Dataset entries:
=-=-=-=-=
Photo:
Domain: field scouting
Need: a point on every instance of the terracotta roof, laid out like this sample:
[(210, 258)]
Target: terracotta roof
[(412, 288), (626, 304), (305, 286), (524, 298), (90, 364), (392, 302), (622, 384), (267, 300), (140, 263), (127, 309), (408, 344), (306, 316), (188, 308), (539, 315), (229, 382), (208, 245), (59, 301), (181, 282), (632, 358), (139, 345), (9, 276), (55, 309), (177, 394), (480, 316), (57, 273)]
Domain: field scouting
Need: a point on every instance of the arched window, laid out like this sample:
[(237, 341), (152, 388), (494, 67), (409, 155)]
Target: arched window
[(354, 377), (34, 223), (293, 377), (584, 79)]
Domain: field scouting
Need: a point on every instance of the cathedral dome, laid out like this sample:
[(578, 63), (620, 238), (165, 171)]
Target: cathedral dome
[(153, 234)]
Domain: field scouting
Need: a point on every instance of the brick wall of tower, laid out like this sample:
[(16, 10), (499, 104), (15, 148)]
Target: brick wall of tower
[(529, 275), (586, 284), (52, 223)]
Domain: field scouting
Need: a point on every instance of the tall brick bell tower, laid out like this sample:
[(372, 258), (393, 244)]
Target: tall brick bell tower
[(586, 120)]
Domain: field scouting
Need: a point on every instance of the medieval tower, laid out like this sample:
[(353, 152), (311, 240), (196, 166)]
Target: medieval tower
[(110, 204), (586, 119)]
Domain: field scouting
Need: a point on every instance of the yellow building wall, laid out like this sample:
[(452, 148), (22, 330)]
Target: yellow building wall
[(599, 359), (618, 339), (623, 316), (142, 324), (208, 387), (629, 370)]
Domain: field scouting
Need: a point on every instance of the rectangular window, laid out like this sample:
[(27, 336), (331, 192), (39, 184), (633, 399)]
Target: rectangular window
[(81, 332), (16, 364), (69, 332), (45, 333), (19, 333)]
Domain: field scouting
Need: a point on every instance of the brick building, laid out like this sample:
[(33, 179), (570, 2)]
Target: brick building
=-=-=-=-=
Exercise requirements: Select every line of the data above that contains the word "sample", where case counts, and copy each of those lines.

Final answer:
Need: a point on every instance of the terracotta roof, laid out like this sample:
Need: a point on every instance of the arched window, laid out like this sample:
Need: a point on every instance of the cathedral dome, laid out like this sample:
Need: a point on every instance of the brick wall of tower, laid out like this sample:
Need: a point on every instance of the tall brick bell tower, laid out like this sample:
Need: a point on every instance of the medieval tower, laid out like this sample:
Need: a point on every instance of the yellow building wall, laid out like this sample:
Need: a point on every instance of the rectangular window, laid out like this sample:
Need: a point on every instance of the brick building, laid out like this sample:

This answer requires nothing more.